> _PASSAGE_
Begin

To keep counts of requests consistent over the months and days, we remove years with incomplete data since our original data set starts in November 2008 and ends in January 2017.

In [3]:
street = street.loc[street['Opened'].dt.year != 2008]
street = street.loc[street['Opened'].dt.year != 2017]
street = street.sort_values("Opened") # Re-sort data in date order
street = street.reset_index() # Re-set the indexing
street = street.drop('index', 1) # Get rid of old index column 

Some neighborhood names need to be changed to allow merging with other data sources later and to match our shape files for geographic plots.

In [4]:
street.ix[street.Neighborhood == "None", "Neighborhood"] = np.nan
street.ix[street.Neighborhood == "Ocean View", "Neighborhood"] = "Oceanview"
street.ix[street.Neighborhood == "Downtown/Civic Center", "Neighborhood"] = "Civic Center"
street.ix[street.Neighborhood == "St. Mary's Park", "Neighborhood"] = "St. Marys Park"
street.ix[street.Neighborhood == "Presidio", "Neighborhood"] = "Presidio Heights"

Next we create a month column for future plots and data merging.

In [5]:
street['month'] = [timestamp.month for timestamp in street.Opened]

A look of the first few rows of our cleaned data:

In [6]:
street.head()
Out[6]:
CaseID Opened Closed Status Responsible Agency Address Category Request Type Request Details Source Supervisor District Neighborhood Updated Point month
0 342509 2009-01-01 08:30:51 2009-01-01 11:07:06 Closed DPW Ops Queue Intersection of 13TH ST and FOLSOM ST Street and Sidewalk Cleaning Sidewalk_Cleaning Encampment Voice In 6.0 Mission 2009-01-01 11:07:06 (37.7695911772607, -122.415577110949) 1
1 342510 2009-01-01 08:33:46 2009-01-01 11:07:06 Closed DPW Ops Queue Intersection of 13TH ST and FOLSOM ST Street and Sidewalk Cleaning Sidewalk_Cleaning Debris_filled_carts Voice In 6.0 Mission 2009-01-01 11:07:06 (37.7695911772607, -122.415577110949) 1
2 342512 2009-01-01 08:44:54 2009-01-31 13:09:53 Closed DPW Ops Queue 467 FILLMORE ST, SAN FRANCISCO, CA, 94117 Street and Sidewalk Cleaning Street_Cleaning Glass Voice In 5.0 Western Addition 2009-01-31 13:09:53 (37.773807246, -122.431027495) 1
3 342514 2009-01-01 09:13:07 2009-01-01 11:07:06 Closed DPW Ops Queue Intersection of DWIGHT ST and GOETTINGEN ST Street and Sidewalk Cleaning Sidewalk_Cleaning Garbage Voice In 9.0 Excelsior 2009-01-01 11:07:06 (37.7232896018615, -122.405086927628) 1
4 342519 2009-01-01 09:21:05 2009-01-21 06:07:13 Closed DPW Ops Queue 1610 MCALLISTER ST, SAN FRANCISCO, CA, 94115 Street and Sidewalk Cleaning Sidewalk_Cleaning Human_waste_or_urine Voice In 5.0 Western Addition 2009-01-21 06:07:13 (37.777956377, -122.43893262) 1

We then exported the cleaned data set for use in the analysis notebook.

End

> _DATA SHOWN_

Begin

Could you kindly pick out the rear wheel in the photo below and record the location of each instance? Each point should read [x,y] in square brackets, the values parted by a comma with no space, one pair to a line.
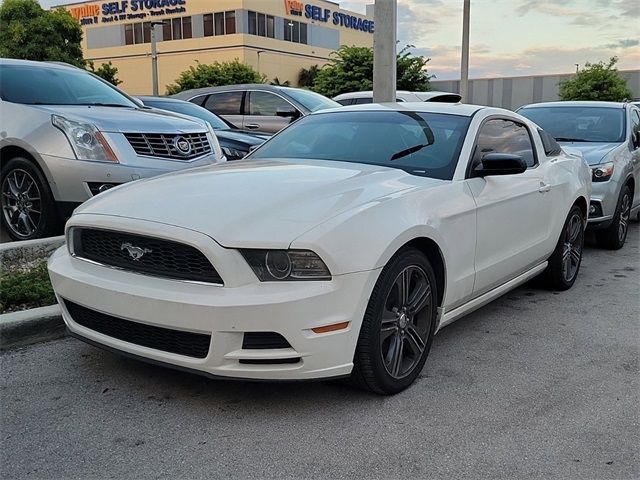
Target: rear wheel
[564,263]
[28,210]
[398,325]
[614,236]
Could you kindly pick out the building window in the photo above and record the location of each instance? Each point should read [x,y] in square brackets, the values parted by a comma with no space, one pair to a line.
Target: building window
[261,24]
[135,33]
[220,23]
[177,28]
[295,31]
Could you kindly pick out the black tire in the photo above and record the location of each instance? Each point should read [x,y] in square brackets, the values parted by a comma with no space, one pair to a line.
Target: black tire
[614,236]
[27,207]
[564,263]
[414,327]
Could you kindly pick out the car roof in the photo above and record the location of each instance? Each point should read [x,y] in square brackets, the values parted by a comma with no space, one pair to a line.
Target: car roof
[145,98]
[32,63]
[229,88]
[462,109]
[577,104]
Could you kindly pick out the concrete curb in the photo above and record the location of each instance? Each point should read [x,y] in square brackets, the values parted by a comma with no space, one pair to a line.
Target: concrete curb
[18,329]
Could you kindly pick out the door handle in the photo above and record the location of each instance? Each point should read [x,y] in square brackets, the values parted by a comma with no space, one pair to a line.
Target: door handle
[544,187]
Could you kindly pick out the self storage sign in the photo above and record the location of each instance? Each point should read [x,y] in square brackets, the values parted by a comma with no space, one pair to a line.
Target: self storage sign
[109,12]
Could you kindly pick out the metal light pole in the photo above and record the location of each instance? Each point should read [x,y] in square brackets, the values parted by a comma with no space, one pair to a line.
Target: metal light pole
[154,58]
[464,67]
[385,16]
[258,54]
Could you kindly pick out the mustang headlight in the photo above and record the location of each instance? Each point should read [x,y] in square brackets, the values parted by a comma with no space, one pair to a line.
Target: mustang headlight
[232,153]
[602,173]
[277,265]
[85,139]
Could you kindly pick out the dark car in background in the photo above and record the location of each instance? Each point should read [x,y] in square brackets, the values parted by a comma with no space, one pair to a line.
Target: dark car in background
[235,143]
[263,108]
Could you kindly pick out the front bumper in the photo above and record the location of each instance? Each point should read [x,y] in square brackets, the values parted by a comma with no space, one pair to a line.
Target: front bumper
[604,200]
[69,178]
[291,309]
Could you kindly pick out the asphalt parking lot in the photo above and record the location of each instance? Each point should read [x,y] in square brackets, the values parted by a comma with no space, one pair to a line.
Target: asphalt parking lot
[537,384]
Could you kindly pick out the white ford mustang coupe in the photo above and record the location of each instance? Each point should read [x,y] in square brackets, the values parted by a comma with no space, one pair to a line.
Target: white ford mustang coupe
[338,248]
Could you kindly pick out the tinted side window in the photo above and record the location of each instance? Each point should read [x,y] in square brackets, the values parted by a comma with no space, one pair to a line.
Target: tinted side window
[635,121]
[266,104]
[199,100]
[224,103]
[551,147]
[503,136]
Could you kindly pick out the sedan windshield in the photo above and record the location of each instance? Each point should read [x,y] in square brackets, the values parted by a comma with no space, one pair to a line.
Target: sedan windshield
[312,101]
[426,144]
[45,85]
[191,109]
[579,124]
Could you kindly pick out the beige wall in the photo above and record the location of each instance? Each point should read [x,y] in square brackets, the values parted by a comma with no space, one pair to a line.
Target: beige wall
[281,59]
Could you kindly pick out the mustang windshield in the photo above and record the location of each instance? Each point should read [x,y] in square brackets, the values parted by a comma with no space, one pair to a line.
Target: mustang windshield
[579,124]
[426,144]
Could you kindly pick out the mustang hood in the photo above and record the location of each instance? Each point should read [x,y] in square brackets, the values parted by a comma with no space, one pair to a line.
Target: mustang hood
[594,153]
[265,203]
[127,120]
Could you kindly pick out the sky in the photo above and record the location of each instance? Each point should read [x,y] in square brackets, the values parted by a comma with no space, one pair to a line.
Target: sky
[515,37]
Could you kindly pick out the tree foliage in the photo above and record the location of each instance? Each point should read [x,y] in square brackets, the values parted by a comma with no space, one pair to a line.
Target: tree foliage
[29,32]
[596,81]
[215,74]
[106,71]
[351,70]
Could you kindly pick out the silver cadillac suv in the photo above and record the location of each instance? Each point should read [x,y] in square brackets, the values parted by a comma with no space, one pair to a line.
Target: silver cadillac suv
[66,135]
[608,135]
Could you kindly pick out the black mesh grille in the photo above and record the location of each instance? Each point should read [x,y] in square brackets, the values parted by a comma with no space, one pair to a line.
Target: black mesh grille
[155,256]
[166,145]
[166,339]
[264,340]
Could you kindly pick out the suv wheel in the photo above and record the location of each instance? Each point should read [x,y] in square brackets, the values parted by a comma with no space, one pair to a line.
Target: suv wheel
[564,263]
[398,325]
[28,210]
[614,236]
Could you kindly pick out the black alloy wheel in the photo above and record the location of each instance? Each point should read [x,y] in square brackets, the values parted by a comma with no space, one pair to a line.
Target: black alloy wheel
[564,263]
[614,236]
[398,325]
[27,208]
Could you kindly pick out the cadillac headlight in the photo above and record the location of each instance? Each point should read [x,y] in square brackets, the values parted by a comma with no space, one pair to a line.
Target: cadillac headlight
[602,173]
[87,142]
[279,265]
[232,153]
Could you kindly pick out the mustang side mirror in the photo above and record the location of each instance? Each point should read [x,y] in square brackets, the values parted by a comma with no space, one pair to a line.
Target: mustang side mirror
[287,112]
[500,164]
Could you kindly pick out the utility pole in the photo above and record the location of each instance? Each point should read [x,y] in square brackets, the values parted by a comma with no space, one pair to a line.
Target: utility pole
[385,16]
[154,58]
[464,66]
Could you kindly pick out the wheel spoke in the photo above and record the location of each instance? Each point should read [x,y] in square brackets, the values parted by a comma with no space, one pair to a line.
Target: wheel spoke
[419,298]
[576,255]
[396,358]
[414,340]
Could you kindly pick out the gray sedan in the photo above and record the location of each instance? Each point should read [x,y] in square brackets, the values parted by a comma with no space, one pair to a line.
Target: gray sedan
[608,134]
[68,135]
[258,107]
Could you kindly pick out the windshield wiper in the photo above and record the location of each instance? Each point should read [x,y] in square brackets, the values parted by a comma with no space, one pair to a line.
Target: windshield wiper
[408,151]
[98,104]
[569,139]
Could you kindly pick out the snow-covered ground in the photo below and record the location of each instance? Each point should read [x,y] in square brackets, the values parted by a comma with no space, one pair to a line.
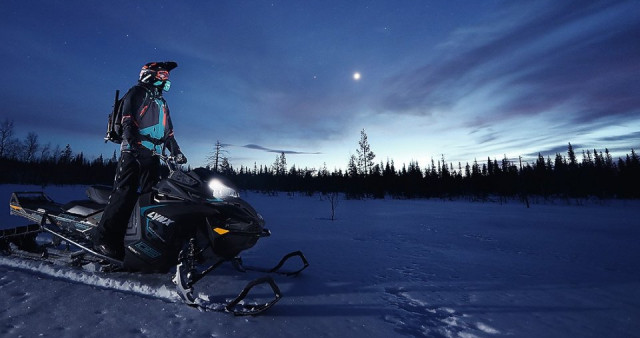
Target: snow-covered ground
[384,268]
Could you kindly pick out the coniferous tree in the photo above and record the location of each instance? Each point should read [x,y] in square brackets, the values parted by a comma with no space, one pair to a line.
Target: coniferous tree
[365,155]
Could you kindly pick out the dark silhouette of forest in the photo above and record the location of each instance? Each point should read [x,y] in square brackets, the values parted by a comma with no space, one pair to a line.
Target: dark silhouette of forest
[595,174]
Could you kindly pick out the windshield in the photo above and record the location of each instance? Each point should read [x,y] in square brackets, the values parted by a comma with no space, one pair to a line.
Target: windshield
[221,188]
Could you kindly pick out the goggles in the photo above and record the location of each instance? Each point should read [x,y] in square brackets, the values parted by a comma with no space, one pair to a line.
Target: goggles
[162,75]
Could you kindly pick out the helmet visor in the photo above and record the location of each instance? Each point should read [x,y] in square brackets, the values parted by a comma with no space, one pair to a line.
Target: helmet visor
[162,75]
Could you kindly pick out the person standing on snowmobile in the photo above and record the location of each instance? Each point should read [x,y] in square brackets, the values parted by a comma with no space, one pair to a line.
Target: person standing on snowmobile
[146,129]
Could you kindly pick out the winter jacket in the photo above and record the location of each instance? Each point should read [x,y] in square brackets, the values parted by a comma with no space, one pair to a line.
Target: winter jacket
[146,122]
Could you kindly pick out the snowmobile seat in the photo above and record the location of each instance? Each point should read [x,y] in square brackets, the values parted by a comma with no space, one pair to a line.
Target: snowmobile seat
[99,193]
[82,208]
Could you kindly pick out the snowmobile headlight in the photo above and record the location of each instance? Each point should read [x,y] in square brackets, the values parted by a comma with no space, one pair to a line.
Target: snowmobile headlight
[221,190]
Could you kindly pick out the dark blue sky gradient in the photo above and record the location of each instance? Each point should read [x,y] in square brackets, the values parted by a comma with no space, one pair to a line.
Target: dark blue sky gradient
[463,79]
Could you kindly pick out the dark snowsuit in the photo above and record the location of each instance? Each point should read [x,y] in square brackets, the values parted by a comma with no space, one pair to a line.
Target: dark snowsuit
[147,128]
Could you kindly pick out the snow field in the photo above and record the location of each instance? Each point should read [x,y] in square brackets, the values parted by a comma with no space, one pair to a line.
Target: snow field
[384,268]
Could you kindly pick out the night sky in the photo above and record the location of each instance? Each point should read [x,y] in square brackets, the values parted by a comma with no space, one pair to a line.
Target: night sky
[463,79]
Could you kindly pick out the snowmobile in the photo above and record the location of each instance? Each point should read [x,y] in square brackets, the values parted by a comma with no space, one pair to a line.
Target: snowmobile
[193,221]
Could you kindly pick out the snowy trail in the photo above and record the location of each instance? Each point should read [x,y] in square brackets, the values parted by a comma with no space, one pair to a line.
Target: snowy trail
[153,288]
[384,268]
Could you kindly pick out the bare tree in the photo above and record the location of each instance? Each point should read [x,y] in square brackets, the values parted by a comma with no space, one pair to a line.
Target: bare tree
[45,151]
[334,200]
[31,147]
[6,136]
[215,159]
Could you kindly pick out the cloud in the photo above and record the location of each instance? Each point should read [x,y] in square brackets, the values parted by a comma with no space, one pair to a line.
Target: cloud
[278,151]
[581,56]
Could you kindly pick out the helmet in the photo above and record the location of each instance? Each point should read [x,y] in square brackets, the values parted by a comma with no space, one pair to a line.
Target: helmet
[157,73]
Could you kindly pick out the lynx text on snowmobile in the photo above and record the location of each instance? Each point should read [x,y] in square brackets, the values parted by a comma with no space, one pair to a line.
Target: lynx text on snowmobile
[192,222]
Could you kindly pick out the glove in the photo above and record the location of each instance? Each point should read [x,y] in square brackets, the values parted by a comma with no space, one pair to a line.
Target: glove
[181,159]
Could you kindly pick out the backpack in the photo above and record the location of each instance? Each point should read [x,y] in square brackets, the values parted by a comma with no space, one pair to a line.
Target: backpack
[114,123]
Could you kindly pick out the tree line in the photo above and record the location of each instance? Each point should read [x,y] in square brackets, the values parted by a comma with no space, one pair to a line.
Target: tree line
[595,174]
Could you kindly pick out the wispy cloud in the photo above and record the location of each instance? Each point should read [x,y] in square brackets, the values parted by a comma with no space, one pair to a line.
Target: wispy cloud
[581,55]
[278,151]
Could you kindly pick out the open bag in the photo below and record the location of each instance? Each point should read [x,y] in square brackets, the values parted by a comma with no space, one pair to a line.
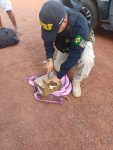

End

> _INSTRUCTION A_
Answer these questions using the passage on cleaning the street request data:
(i) Which two years are removed from the data set?
(ii) What neighborhood name replaces "Ocean View"?
(iii) Which neighborhood is listed for CaseID 342512 in the first rows shown?
> _INSTRUCTION B_
Carry on the passage about cleaning the street request data, starting after its final sentence.

> _EXERCISE RESPONSE A_
(i) 2008 and 2017.
(ii) "Oceanview".
(iii) Western Addition.

> _EXERCISE RESPONSE B_
In [7]:
# Export h5 for faster reading in later
# Warning: the resulting file is about 600 MB
street.to_hdf('streetCleaned.h5','table',append=False)

II. Scraping - Demographic Data

Here we scrape demographic data from the source talked about on our website.

In [8]:
requests_cache.install_cache('sf_cache') # So we don't make too many requests to the website

Grab the html from the website:

In [11]:
url = "http://www.city-data.com/nbmaps/neigh-San-Francisco-California.html"
response = requests.get(url)
response.raise_for_status()

We first parse using Beautiful Soup and lxml. Then we grab the section with what information we want for each neighborhood and store it as a list in neighborhood_divs.

In [12]:
neighborhoods_bs = BeautifulSoup(response.text, 'lxml')
neighborhood_names = neighborhoods_bs.find_all(name = "span", attrs={'class':'street-name'})
neighborhood_names = [name.text.replace("-", " ") for name in neighborhood_names]
neighborhood_divs = neighborhoods_bs.body.find_all(name = "div", attrs={'class':'neighborhood'})

Then, parsing the html for each neighborhood was not as simple as we thought. The format the website used involved a lot of navigable strings. The title of each section like "Area" and "Population" was not nested nicely. The value for the Area was stored as a navigable string as a sibling to Area instead of a child, so the parsing process got a bit more complicated. The function catch() was created to handle three different cases of how far the sibling of information was from the title. It is called catch because if the case fails, then the value should be NA, so the function makes use of try and except. The function also deals with converting the strings to numbers and removing any commas and dollar signs that get in the way.

In [13]:
def catch(line, number, simple, c = "h", complicated = False):
    """
    This function was made to catch the cases when scraping where we want NAs. If grabbing what we want from line fails, 
    then NA is returned. If number is True, then the value we are grabbing needs to be converted from a string to a number. 
    If simple is True, then the value we are scraping is right there, otherwise we need to search for a particular class which
    is the c input variable. Complicated is for the last column we are scraping where finding that class is a bit more complicated.
    """
    try:
        # Value should be converted to a number 
        if number == True:
            # Case 1: value in the next sibling
            if simple == True:
                return float(line[0].next_sibling.replace(",", "").replace("$", ""))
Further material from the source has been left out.